_Task objective_
Your answer should be every line below that includes the word "mane".

_Provided records_
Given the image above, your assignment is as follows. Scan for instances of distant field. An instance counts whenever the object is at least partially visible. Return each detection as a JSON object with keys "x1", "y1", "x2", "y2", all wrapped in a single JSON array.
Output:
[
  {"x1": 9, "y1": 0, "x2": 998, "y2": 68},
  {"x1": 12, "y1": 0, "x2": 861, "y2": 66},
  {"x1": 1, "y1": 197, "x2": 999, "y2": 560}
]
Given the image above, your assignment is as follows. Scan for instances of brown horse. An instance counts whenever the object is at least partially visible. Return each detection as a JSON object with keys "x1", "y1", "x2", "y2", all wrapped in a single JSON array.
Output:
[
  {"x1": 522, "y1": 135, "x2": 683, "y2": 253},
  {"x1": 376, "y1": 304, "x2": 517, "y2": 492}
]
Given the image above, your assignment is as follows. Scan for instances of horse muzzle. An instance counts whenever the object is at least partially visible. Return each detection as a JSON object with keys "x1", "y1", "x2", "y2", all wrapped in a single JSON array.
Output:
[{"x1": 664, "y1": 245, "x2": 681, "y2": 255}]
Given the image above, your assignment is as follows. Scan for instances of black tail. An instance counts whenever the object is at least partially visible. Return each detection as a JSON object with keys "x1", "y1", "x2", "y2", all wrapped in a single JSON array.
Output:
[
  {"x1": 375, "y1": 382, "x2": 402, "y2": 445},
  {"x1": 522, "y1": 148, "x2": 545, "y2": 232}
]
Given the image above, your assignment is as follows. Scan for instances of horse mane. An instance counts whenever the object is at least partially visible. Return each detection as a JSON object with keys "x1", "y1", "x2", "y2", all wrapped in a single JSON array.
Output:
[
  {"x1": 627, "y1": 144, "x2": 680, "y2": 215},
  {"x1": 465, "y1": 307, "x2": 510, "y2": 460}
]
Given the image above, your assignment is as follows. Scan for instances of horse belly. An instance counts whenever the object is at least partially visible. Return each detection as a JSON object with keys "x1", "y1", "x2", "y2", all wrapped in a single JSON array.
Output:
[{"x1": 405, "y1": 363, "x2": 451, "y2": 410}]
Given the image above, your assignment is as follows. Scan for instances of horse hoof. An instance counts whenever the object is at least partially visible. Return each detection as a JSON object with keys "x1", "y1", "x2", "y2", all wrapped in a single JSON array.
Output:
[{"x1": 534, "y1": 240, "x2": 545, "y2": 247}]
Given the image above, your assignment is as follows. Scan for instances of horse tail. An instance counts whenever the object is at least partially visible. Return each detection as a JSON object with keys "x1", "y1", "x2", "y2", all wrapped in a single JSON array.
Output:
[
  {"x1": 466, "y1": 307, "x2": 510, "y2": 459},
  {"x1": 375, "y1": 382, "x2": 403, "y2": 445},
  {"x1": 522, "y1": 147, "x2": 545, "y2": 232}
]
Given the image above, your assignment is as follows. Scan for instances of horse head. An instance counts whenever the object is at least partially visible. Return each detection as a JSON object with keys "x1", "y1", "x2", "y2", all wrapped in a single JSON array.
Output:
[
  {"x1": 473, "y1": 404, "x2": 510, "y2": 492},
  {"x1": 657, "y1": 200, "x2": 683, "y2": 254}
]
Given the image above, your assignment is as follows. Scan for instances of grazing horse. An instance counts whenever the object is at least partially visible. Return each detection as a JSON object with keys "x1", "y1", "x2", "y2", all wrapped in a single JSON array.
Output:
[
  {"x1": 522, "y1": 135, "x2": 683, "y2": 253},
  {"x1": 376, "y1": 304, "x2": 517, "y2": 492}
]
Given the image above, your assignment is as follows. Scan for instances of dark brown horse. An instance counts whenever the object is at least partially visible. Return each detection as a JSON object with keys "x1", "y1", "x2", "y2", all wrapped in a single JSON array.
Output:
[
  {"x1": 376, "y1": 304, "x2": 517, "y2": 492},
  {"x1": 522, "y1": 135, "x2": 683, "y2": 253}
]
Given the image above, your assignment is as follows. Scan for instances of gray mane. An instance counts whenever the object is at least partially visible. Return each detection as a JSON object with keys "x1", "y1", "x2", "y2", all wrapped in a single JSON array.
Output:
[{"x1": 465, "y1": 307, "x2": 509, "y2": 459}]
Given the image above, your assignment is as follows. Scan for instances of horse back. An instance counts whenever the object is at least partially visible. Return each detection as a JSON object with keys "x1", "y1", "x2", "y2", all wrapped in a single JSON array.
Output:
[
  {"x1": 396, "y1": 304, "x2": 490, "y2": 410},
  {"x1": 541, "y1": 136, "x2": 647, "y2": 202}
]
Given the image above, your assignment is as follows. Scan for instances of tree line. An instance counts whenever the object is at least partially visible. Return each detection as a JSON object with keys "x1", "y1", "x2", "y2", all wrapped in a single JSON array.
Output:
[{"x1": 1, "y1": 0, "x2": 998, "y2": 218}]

_Response below_
Given the image above, your assignment is as follows. Scan for instances of horse mane. An instance counts whenever the object is at least partially visible. Return each detection as a JSON object with keys "x1", "y1", "x2", "y2", all wrapped in a single JSON array.
Given the image above, your assignment is as follows. Scan for instances of gray mane. An instance counts whenever the object is at least partially visible. Return each detection as a JSON object with keys "x1", "y1", "x2", "y2", all wrapped in a single JSON array.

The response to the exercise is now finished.